-- INPUT ROWS --
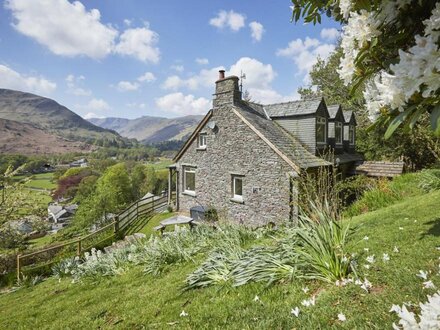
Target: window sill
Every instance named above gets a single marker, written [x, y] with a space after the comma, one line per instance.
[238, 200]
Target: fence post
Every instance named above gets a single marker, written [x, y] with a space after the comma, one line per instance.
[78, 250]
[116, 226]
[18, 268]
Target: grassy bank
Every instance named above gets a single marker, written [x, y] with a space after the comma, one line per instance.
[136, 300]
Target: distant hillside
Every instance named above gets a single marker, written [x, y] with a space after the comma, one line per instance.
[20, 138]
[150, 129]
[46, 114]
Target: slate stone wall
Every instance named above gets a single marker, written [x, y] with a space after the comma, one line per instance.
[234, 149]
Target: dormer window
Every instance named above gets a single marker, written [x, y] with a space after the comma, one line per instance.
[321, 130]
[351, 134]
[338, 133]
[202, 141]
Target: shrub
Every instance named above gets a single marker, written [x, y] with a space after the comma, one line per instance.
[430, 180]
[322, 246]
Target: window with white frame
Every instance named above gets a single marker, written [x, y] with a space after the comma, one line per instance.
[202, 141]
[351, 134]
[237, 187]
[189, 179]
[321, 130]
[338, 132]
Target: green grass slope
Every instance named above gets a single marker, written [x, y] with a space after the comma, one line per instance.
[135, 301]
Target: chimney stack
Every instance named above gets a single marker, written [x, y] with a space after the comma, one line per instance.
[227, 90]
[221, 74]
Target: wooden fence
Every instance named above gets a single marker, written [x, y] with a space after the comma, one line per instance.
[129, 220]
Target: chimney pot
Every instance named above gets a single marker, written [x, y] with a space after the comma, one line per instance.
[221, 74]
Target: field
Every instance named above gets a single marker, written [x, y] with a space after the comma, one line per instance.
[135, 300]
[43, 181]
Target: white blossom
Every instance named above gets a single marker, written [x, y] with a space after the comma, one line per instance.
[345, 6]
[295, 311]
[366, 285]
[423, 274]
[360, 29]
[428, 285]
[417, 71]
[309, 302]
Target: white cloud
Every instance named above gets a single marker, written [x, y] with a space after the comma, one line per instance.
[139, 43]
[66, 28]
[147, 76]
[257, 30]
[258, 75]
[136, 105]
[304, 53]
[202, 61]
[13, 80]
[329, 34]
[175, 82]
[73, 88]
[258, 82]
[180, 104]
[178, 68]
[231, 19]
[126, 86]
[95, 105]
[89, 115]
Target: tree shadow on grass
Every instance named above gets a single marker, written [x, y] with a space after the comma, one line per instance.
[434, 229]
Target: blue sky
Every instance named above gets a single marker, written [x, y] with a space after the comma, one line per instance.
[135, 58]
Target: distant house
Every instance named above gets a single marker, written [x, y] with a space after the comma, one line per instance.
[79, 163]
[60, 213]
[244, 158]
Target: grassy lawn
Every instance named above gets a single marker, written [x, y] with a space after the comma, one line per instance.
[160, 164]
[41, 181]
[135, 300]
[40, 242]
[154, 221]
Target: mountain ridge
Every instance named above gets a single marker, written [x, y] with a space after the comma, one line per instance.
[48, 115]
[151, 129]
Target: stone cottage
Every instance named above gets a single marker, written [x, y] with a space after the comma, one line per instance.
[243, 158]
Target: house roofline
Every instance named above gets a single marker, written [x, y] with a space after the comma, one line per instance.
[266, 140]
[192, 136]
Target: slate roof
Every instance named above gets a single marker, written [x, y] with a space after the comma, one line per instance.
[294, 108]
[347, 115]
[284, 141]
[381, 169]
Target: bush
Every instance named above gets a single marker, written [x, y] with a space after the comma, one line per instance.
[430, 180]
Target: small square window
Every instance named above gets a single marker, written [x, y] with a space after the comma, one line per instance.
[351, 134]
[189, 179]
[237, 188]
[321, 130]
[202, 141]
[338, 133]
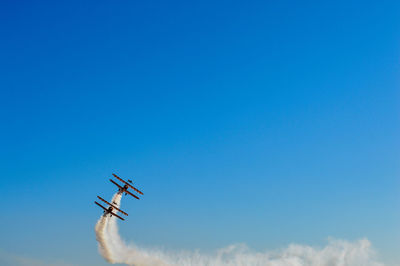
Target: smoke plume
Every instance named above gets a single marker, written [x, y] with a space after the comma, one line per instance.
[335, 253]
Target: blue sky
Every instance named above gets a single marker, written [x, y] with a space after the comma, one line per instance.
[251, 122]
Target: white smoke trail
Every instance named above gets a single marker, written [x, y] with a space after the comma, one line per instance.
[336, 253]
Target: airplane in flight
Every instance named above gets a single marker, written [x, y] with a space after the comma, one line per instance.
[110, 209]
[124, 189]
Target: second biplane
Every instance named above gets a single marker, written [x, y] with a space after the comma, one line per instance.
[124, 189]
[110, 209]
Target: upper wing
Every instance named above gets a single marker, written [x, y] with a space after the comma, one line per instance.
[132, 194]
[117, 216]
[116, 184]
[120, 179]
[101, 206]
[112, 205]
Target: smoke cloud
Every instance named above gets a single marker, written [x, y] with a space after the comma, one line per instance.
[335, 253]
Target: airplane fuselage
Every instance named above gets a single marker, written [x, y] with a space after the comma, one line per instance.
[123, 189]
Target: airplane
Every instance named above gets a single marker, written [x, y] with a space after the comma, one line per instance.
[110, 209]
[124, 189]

-- TASK INSTRUCTIONS --
Copy out all of the material above word for word, but leave the pictures out.

-- RESPONSE TO THE TASK --
Target: window sill
Every instance named above gets a single marker, written [x, y] with a space after the comma, one line per instance.
[238, 200]
Target: fence post
Every instance named above gets a single marker, written [x, y] with a space after the comma, one line per instance.
[78, 250]
[116, 226]
[18, 268]
Target: grassy bank
Every instance named above gets a single marker, written [x, y] with a space after the comma, one line per instance.
[136, 300]
Target: distant hillside
Every instance named above gets a single marker, written [x, y] with a space after the comma, one line per instance.
[20, 138]
[150, 129]
[46, 114]
Target: slate stone wall
Every instance named above gets a single marker, written [x, y] with a space after the comma, one line per instance.
[234, 149]
Target: dormer window
Every instance named above gets a single marker, written [x, y] with a space after the comma, one line per instance.
[321, 130]
[351, 134]
[338, 133]
[202, 141]
Target: shrub
Every instance named above gets a single marker, written [x, y] with a space after the comma, one line per instance.
[430, 180]
[322, 246]
Target: window with white frame
Every instance named above gets a single marker, written [x, y] with a space after the comma, one line per instance.
[202, 141]
[351, 134]
[237, 187]
[189, 179]
[321, 130]
[338, 132]
Target: green grass slope
Every instance named above gets a single marker, written [x, y] with a space after the comma, one line per instance.
[135, 301]
Target: chimney stack
Every instance named above gets a single marker, written [x, y] with a space after the comma, one line per instance.
[227, 90]
[221, 74]
Target: wooden fence
Every instance named above gets a single marker, written [x, y] with a space after the comma, one line per instance.
[129, 220]
Target: chimney pot
Every instance named above gets a single marker, written [x, y] with a space after the comma, one line per instance.
[221, 74]
Target: field
Every instance named above gets a single marker, written [x, y] with a space after the comma, one line per instance.
[135, 300]
[43, 181]
Target: white blossom
Every instance named above gets a single marker, written [x, y] with a space after the comma, one line per instance.
[345, 6]
[295, 311]
[366, 285]
[423, 274]
[360, 29]
[428, 285]
[417, 71]
[309, 302]
Target: white cloud
Every instance named above gets a single marker, written [x, y] with a space after the comma, one line per instance.
[139, 43]
[66, 28]
[147, 76]
[257, 30]
[258, 75]
[136, 105]
[304, 53]
[202, 61]
[13, 80]
[329, 34]
[175, 82]
[73, 88]
[258, 82]
[180, 104]
[178, 68]
[231, 19]
[126, 86]
[95, 105]
[89, 115]
Target: tree shadow on grass
Every instance named above gets a single marker, written [x, y] with a space after the comma, one line per instance.
[434, 229]
Target: blue sky
Every instance named above gets a single marker, written [x, y] with a space after the comma, one line per instance.
[135, 58]
Target: distant house
Every instance named above gets a single marker, written [x, y] with a space after the comma, one line per instance.
[79, 163]
[60, 213]
[244, 158]
Target: grassy lawn
Every instance named above gets a single marker, written [x, y] with a space after the comma, one line per instance.
[160, 164]
[41, 181]
[135, 300]
[40, 242]
[154, 221]
Target: mountain ridge
Every instance named above gets a single marker, written [x, y] with a space after the comma, one line per instance.
[48, 115]
[151, 129]
Target: stone cottage
Every instance named above gets a single marker, written [x, y] with a space after the comma, one line per instance.
[243, 158]
Target: house roofline
Every instance named above gets a single marker, written [x, y] with a space after the comma, one line per instance.
[266, 140]
[192, 136]
Target: slate roof
Every instance named above gets a single marker, written [x, y] with a space after the comma, one line per instance.
[294, 108]
[347, 115]
[284, 141]
[381, 169]
Target: bush
Every instance named above gets a single marker, written [x, y] with a space after the comma, one line per instance.
[430, 180]
Target: small square window
Every instance named above gets a single marker, written [x, y] with a space after the comma, one line per instance.
[351, 134]
[189, 179]
[237, 188]
[321, 130]
[202, 141]
[338, 133]
Target: smoke plume
Every instance named above gets a single marker, written [x, y] with a space after the comma, one line per instance.
[335, 253]
Target: blue sky
Every instance named above gets a single marker, written [x, y] with a space after the comma, one line per instance.
[251, 122]
Target: white smoke trail
Every instance named above gets a single marker, written [x, y] with a space after the comma, one line per instance.
[336, 253]
Target: airplane in flight
Every instance named above gets a single marker, written [x, y] with a space after the comma, one line per instance.
[110, 209]
[124, 189]
Target: second biplane
Every instance named above gets a single marker, written [x, y] with a space after the comma, one line per instance.
[124, 189]
[110, 209]
Target: upper wing
Every instance named above gets a single marker, written [x, y] with a space after the comma, one line per instance.
[132, 194]
[117, 216]
[116, 184]
[120, 179]
[101, 206]
[112, 205]
Target: smoke cloud
Every instance named above gets a single marker, written [x, y] with a space after the comma, one line per instance.
[335, 253]
Target: airplane fuselage
Every instance named above gets a single marker, written [x, y] with a space after the comma, one line per instance.
[123, 189]
Target: airplane
Every instance named above gets a single marker, written [x, y] with a space after the comma, one line per instance.
[110, 209]
[124, 189]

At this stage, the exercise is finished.